Texte fourni
=======

Des services en péril

Une trentaine de lits vont être supprimés au sein du service psychiatrique du Centre hospitalier de Niort en octobre 2021. Bruno Fauconnier, le directeur de l’hôpital préfère le terme de "gel" car il l’assure, cette solution est "temporaire". Mais ce jusqu’à une durée encore "indéterminée", explique-t-il à France Bleu. À Niort, impossible de recruter du personnel au service psychiatrique, même si la volonté était là. Le directeur préfère fermer 30 des 130 lits dédiés plutôt que de mobiliser un personnel déjà très sollicité. Pourtant, selon La Nouvelle République, personne ne voulait de ces fermetures de lits, que ce soit le personnel soignant ou les psychiatres.

Les difficultés de recrutement sont bien réelles. Pour le délégué Force Ouvrière, Christophe Grimault, il n’y avait tout simplement "pas de candidatures". La situation est telle que le directeur du CH de Niort a même tenté de ne pas suspendre les personnels n’étant pas vaccinés avant d’y être obligé. Mais si le manque d’attractivité de la préfecture des Deux-Sèvres est évoqué pour expliquer ces difficultés, la situation des services psychiatriques niortais illustre une problématique nationale.

=======

Données fournies
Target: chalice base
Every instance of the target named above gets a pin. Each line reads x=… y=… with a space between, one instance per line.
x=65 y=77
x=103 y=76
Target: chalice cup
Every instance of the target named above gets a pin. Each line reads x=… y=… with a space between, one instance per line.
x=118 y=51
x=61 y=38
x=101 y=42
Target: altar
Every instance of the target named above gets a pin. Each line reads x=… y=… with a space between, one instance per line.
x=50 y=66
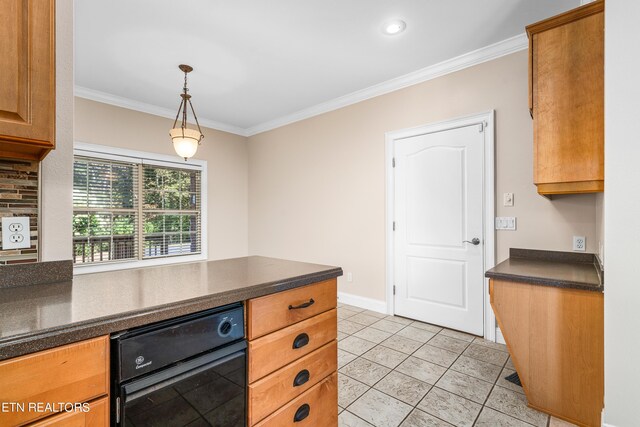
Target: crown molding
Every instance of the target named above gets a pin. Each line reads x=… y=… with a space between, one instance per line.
x=119 y=101
x=487 y=53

=======

Consigne
Recopiez l'extrait sur le service psychiatrique de Niort de "Une trentaine de" à "ou les psychiatres." en substituant "novembre 2021" à "octobre 2021", s'il vous plaît.

Corrigé
Une trentaine de lits vont être supprimés au sein du service psychiatrique du Centre hospitalier de Niort en novembre 2021. Bruno Fauconnier, le directeur de l’hôpital préfère le terme de "gel" car il l’assure, cette solution est "temporaire". Mais ce jusqu’à une durée encore "indéterminée", explique-t-il à France Bleu. À Niort, impossible de recruter du personnel au service psychiatrique, même si la volonté était là. Le directeur préfère fermer 30 des 130 lits dédiés plutôt que de mobiliser un personnel déjà très sollicité. Pourtant, selon La Nouvelle République, personne ne voulait de ces fermetures de lits, que ce soit le personnel soignant ou les psychiatres.